Charge pump circuit for driving N-channel MOS transistors

This charge pump circuit comprises a capacitor connected with a first terminal thereof to a reference voltage point through a first switch element and with a second terminal thereof to a switching section. The switching section, which is arranged between a positive supply voltage line and the ground, is controlled so as to alternately and selectively connect the second terminal of the capacitor to the positive supply and to ground. The first terminal of the capacitor is further connected to the gate of the MOS transistor to be driven. During operation the switch section is controlled so as to alternately charge the capacitor and allow transfer of the charge of the capacitor to the MOS transistor gate, thereby achieving a fast charging of the MOS transistor and a low circuit dissipation in the DC mode.

BACKGROUND OF THE INVENTION 
The present invention relates to a charge pump circuit for driving 
N-channel MOS transistors. 
As is known, for driving a load in the motor-car or in general in the 
industrial field, it is necessary to have driving components which may be 
power elements or not and should operate in an efficient manner. Nowadays, 
as driving elements, N-channel MOS transistors are preferred, as they 
require a lower integration area than analogous P-channel devices. As is 
also known, these N-channel MOS transistors are designed so as to have 
their drain connected to the positive supply and their source connected to 
the load, while their gate should be maintained at a higher voltage than 
the supply one, so as to assure an efficient and low-dissipation operation 
of the MOS transistor. 
Furthermore for the DC mode, a fast charging of the gate of the MOS 
transistor is required, so as to assure fast responses of the system (i.e. 
fast turn-on of the MOS transistor). To this aim, charge pumps are already 
known which are ground referred to obtain a fast charging of the 
capacitance of the MOS transistor gate. However, these charge pumps have 
shown to be inadequte to simultaneous satisfying both requirements.

(Entries pointing to named objects)
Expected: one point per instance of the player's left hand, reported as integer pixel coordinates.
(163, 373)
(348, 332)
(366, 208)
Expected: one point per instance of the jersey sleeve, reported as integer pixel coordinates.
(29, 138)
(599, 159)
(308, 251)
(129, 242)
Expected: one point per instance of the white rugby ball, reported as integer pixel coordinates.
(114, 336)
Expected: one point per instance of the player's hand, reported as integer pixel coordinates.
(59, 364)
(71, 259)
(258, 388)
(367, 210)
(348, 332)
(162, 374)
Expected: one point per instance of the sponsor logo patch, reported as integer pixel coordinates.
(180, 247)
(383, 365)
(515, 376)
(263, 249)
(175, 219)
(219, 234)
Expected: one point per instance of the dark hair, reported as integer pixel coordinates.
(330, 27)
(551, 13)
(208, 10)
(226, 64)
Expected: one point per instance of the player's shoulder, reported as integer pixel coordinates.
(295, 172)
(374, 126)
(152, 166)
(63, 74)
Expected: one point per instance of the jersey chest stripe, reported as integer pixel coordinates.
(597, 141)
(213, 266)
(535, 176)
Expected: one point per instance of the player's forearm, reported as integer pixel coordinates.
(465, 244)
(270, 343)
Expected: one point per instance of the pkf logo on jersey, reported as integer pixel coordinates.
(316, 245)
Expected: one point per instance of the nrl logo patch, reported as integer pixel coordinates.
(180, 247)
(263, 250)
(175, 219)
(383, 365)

--

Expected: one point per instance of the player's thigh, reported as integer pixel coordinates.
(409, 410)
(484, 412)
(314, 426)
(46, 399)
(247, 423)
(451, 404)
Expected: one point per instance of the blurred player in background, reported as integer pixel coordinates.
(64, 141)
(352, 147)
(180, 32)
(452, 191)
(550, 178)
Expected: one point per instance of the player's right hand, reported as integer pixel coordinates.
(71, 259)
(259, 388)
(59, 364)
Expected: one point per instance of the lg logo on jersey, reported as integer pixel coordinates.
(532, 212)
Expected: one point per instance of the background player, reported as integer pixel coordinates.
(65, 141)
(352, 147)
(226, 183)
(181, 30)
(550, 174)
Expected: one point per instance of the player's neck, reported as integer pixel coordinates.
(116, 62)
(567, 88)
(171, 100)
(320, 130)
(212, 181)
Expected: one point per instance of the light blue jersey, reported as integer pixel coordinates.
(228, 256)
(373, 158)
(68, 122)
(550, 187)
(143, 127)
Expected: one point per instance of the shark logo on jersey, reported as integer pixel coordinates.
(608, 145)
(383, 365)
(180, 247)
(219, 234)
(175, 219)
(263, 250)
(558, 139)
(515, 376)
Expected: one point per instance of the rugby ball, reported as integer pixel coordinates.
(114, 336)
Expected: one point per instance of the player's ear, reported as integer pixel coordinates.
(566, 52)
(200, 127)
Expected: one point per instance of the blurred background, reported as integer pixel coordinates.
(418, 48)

* **Written instruction 1**: Write out the stretch of the charge pump passage above from "This charge pump" through "the DC mode.".
* **Written instruction 2**: According to the charge pump passage above, why are N-channel MOS transistors preferred as driving elements?

* **Exercise answer 1**:
This charge pump circuit comprises a capacitor connected with a first terminal thereof to a reference voltage point through a first switch element and with a second terminal thereof to a switching section. The switching section, which is arranged between a positive supply voltage line and the ground, is controlled so as to alternately and selectively connect the second terminal of the capacitor to the positive supply and to ground. The first terminal of the capacitor is further connected to the gate of the MOS transistor to be driven. During operation the switch section is controlled so as to alternately charge the capacitor and allow transfer of the charge of the capacitor to the MOS transistor gate, thereby achieving a fast charging of the MOS transistor and a low circuit dissipation in the DC mode.

* **Exercise answer 2**: They require a lower integration area than analogous P-channel devices.